* Brief A: Retype the part of the multiple sclerosis study summary that begins at the words "In the current" and stops after "(EDSS) was 4.0.".
* Brief B: List the stimuli that the multiple sclerosis study summary names as causes of microglia activation.
* Brief C: In the multiple sclerosis study summary, what field strength did the MRI scanner have?

* Reading text:
Microglial imaging with positron emission tomography and atrophy measurements with magnetic resonance imaging in multiple sclerosis: a correlative study

Versijpt J, Debruyne JC, Van Laere KJ, De Vos F, Keppens J, et al. ; Multiple Sclerosis 11 (2); 127-134

Commented by Dr Morten Blinkenberg, 21 Apr 2005

Background

It has been hypothesized that activation of microglia is one of the central pathophysiological events in MS. Various stimuli such as proinflammatory cytotoxic cytokines, matrix metalloproteinases, free radicals and nitric oxide cause microglia activation.

This may lead to release of myelinotoxic factors that directly injure the oligodendrocyte-myelin unit. Activated microglia express the peripheral benzodiazepine receptor and visualization of this receptor can be performed using the radiolabelled high affinity ligand PK11195.

In the current study the authors investigate the relationship between activated microglia and cerebral atrophy, which is considered to be the pathological end point of MS.

Aim

To compare measurements of brain atrophy in MS with normal controls and to correlate this with clinical measurements. To correlate 11C-PK11195 uptake with brain atrophy.

Methods

The authors examined 8 controls and 22 MS patients (13 with relapsing-remitting and 7 with secondary progressive. Six patients had clinical relapse and 10 had Gd-enhancing lesions on MRI at the time of examination. Average disease duration was 9.3 years and average disability (EDSS) was 4.0.

A slow bolus of approximately 370 MBq 11C-PK11195 was administered i.v. and semiquantitative measurement of cerebral tracer uptake was performed using positron emission tomography (PET).

A 1.5 tesla MRI with Gd-enhancement was performed for evaluation of disease burden and activity, selection of regions of interest (ROI’s) as well as measurements of brain parenchymal fraction (relative atrophy measurement).

For statistical evaluation the authors used t-test or Mann-Whitney U test for differences between groups and Spearman or Pearson test was used for correlation analysis. 
 
Results

There was a statistically significant correlation between 11C-PK11195 in NAWM and cerebral atrophy (r=-0.2; P=0.03).

The 11C-PK11195 uptake for T2 lesions decreased and correlated with increasing brain atrophy (r=-0.3; P=0.03).

Atrophy was more pronounced in MS patients compared with normal subjects.

The presence of relapse and enhancing lesions did not predict the amount of brain atrophy.

Dr Blinkenberg's comments

The study shows a weak correlation between 11C-PK11195 uptake and cerebral atrophy. It is the first study showing a relationship between subtle inflammatory changes in normal appearing white matter (NAWM) and axonal/neuronal loss in MS in vivo.

(Dataset items)
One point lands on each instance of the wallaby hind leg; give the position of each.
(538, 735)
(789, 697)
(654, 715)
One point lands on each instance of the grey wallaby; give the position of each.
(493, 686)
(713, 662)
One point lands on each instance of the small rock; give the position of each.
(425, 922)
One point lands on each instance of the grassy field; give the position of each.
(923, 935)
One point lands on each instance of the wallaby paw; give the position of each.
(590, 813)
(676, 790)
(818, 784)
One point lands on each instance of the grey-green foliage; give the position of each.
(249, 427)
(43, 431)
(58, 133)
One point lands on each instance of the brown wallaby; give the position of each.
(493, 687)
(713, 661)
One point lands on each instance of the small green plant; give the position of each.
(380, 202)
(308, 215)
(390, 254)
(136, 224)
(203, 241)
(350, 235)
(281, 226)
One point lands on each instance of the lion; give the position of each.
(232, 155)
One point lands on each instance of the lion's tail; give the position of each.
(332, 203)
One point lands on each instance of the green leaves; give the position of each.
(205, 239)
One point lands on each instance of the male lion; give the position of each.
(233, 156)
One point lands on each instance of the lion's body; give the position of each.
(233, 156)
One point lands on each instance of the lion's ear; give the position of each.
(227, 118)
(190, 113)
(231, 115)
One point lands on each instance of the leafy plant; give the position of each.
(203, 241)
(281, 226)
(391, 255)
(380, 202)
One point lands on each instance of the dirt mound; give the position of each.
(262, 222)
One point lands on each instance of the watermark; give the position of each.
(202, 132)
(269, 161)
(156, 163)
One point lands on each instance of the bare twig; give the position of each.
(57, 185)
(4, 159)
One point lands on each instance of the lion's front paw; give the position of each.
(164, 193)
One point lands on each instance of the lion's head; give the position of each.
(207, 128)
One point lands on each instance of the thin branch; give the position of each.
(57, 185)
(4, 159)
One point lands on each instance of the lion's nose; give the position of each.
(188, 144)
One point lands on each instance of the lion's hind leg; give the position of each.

* Problem solution A:
In the current study the authors investigate the relationship between activated microglia and cerebral atrophy, which is considered to be the pathological end point of MS.

Aim

To compare measurements of brain atrophy in MS with normal controls and to correlate this with clinical measurements. To correlate 11C-PK11195 uptake with brain atrophy.

Methods

The authors examined 8 controls and 22 MS patients (13 with relapsing-remitting and 7 with secondary progressive. Six patients had clinical relapse and 10 had Gd-enhancing lesions on MRI at the time of examination. Average disease duration was 9.3 years and average disability (EDSS) was 4.0.

* Problem solution B:
- Proinflammatory cytotoxic cytokines
- Matrix metalloproteinases
- Free radicals
- Nitric oxide

* Problem solution C: 1.5 tesla